▶ [DOCUMENT PASSAGE]
········

# River Raisin



## cjt747 (Jun 5, 2018)

Has anyone had any success targeting ice out pike in this river? I’m looking for any tips


Sent from my iPhone using Tapatalk


----------



## michcats (Jun 2, 2017)

Not in the raisin but when the ice melts the bigger bays are killer I'm not going to name any people will get upset but the well known ones on the detroit river with white spinner baits is a good start


----------



## cjt747 (Jun 5, 2018)

michcats said:


> Not in the raisin but when the ice melts the bigger bays are killer I'm not going to name any people will get upset but the well known ones on the detroit river with white spinner baits is a good start


I’m gonna assume those bays would be tough to fish from shore since they are big that’s why I was wondering about the river raisin


Sent from my iPhone using Tapatalk


----------



## michcats (Jun 2, 2017)

Oh yes sorry most of it is private property would need access if from shore


----------



## michcats (Jun 2, 2017)

Best bet imo if your fishing from shore at ice out is stick to the Huron river start at the mouth it's called hulls trace good shore fishing there and work your way upriver as far as flatrock pike walleye and even the bonus musky and steelhead


----------



## TroutFishingBear (Aug 31, 2007)

michcats said:


> Best bet imo if your fishing from shore at ice out is stick to the Huron river start at the mouth it's called hulls trace good shore fishing there and work your way upriver as far as flatrock pike walleye and even the bonus musky and steelhead


 yep the Huron has a nice pike population. Got a nice one my second cast on a day i was steelhead fishing this fall near flatrock


----------



## fishfray (Jul 30, 2013)

cjt747 said:


> Has anyone had any success targeting ice out pike in this river? I’m looking for any tips
> 
> 
> Sent from my iPhone using Tapatalk


No. 

Sent from my Pixel using Tapatalk


----------



## jd4223 (Feb 12, 2012)

Go on YouTube and type in Peelindrag videos. Young man in Michigan who does a lot of river fishing for pike using fly rod and baitcast. All his videos are GoPro and are normally 10 minutes. You may be able to contact him and email him for possible rivers he fishes. He doesn't name any of the rivers but he sure seems to know what he's doing. Young man looks to be about 17-18 years old... Does most of his river fishing wading.


----------



## sykessta (Jan 27, 2014)

Anyone ever had any luck with anything this time of year on the Raisin? Was thinking of giving it a shot. I stopped at Veterans park earlier and looked around the water was pretty high. Wonder if its worth a shot.


----------



## subocto (Feb 21, 2003)

Below the dam at veterans park is a good place to start, and there are many other spots worth fishing too. River raisin has some big fish. White/silver rapalas or streamers will get bit. Be careful wading there are some ledges that drop off quick. I’ve taken few swims and have caught some nice fish. Good luck!


----------



## sykessta (Jan 27, 2014)

Lol I've tried dundee 3x and grape once with no luck.. Did go swimming once at grape haha. Had fun each time tho. Still learning the river.


----------



## Mr Burgundy (Nov 19, 2009)

········

▶ [INFORMATION SHOWN]
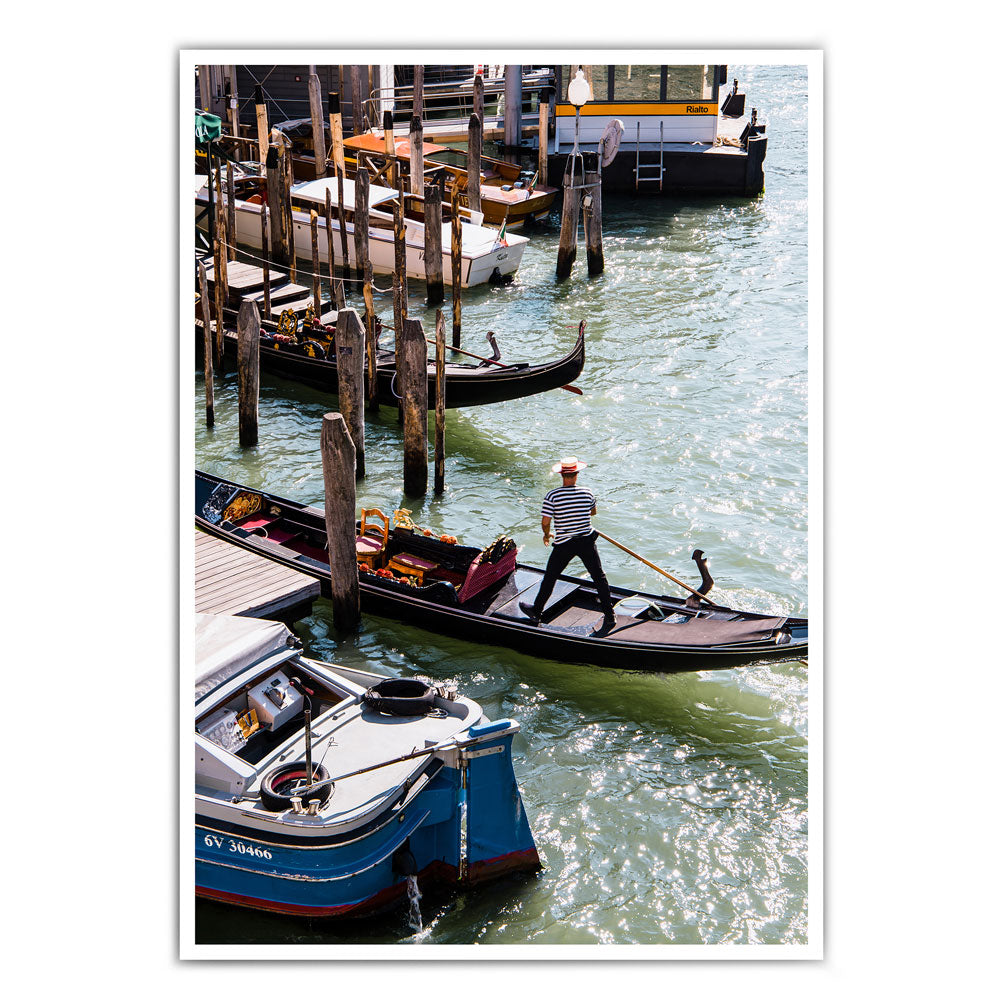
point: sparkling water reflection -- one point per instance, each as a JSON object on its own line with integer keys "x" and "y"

········

▶ [WORK INSTRUCTIONS]
1. Answer these from the River Raisin fishing thread:
(a) What color spinner baits does michcats suggest for the bays on the Detroit River?
(b) What does michcats say the mouth of the Huron River is called?
(c) Which lures does subocto say will get bit on the River Raisin?
2. Resume the River Raisin fishing thread from its last line.

▶ [SET OF ANSWERS]
1.
(a) White
(b) Hulls trace
(c) White/silver rapalas or streamers

2.
The dam by cabelas has some really big pike in it. I've also caught some dandy smallies in there too


----------



## 22 Chuck (Feb 2, 2006)

Many yrs ago I fished UP stream from Monroe for smallies.
Spot was on S side of river, near a public library not more than couple mi upstream from downtown.

I have not been there in 50 yrs.


----------



## ogie (Dec 31, 2011)

Mr Burgundy said:


> The dam by cabelas has some really big pike in it. I've also caught some dandy smallies in there too


Do you usually fish by the dam? I started fishing above dam in my kayak the last few years when visiting my parents and haven't had a ton of luck up there. A few decent size bass but I've heard some stories about monster pike up that way.


----------



## Mr Burgundy (Nov 19, 2009)

Bellow the dam next to the wedding center (or whatever that building is lol).


----------



## subocto (Feb 21, 2003)

Mr Burgundy said:


> Bellow the dam next to the wedding center (or whatever that building is lol).


In low flows i launch my kayak below Dundee dam and fish downstream. I can usually paddle back up stream during summer and fall. Spring you might need to spot a car near grape. There Is also a canoe livery there. I have not waded below Dundee, I’ve only kayaked there. Good luck. Let me know if you want a fishing partner some time.


----------



## subocto (Feb 21, 2003)

sykessta said:


> Anyone ever had any luck with anything this time of year on the Raisin? Was thinking of giving it a shot. I stopped at Veterans park earlier and looked around the water was pretty high. Wonder if its worth a shot.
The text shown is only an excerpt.